### WHAT THE TASK ASKS
Edit the records below by swapping "Positions" for "Locations" and keeping everything else the same, then write them out again with the pictures left out.

Dataset rows on where objects appear:
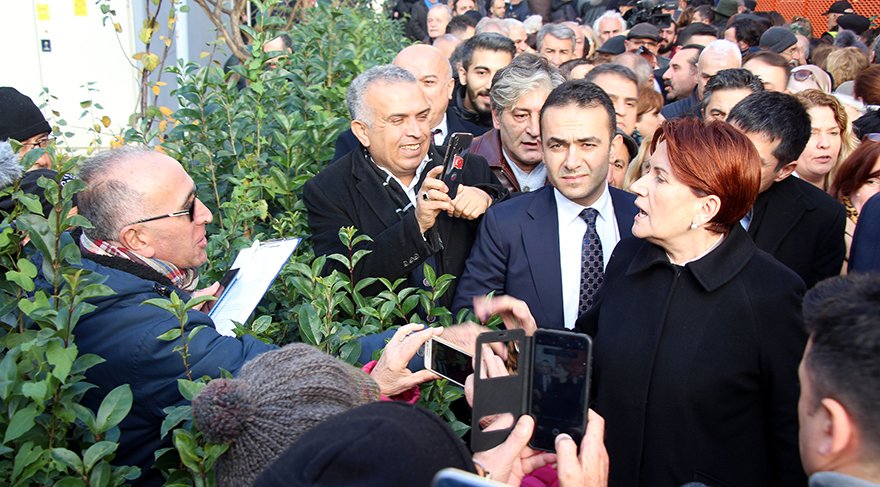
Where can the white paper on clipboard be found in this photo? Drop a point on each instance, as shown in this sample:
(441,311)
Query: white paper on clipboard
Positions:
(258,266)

### FINISHED TASK
Where can the white paper on clipboard be found in this photo? Drop a point on each instance, as shown in this sample:
(441,311)
Query: white paper on clipboard
Locations:
(258,266)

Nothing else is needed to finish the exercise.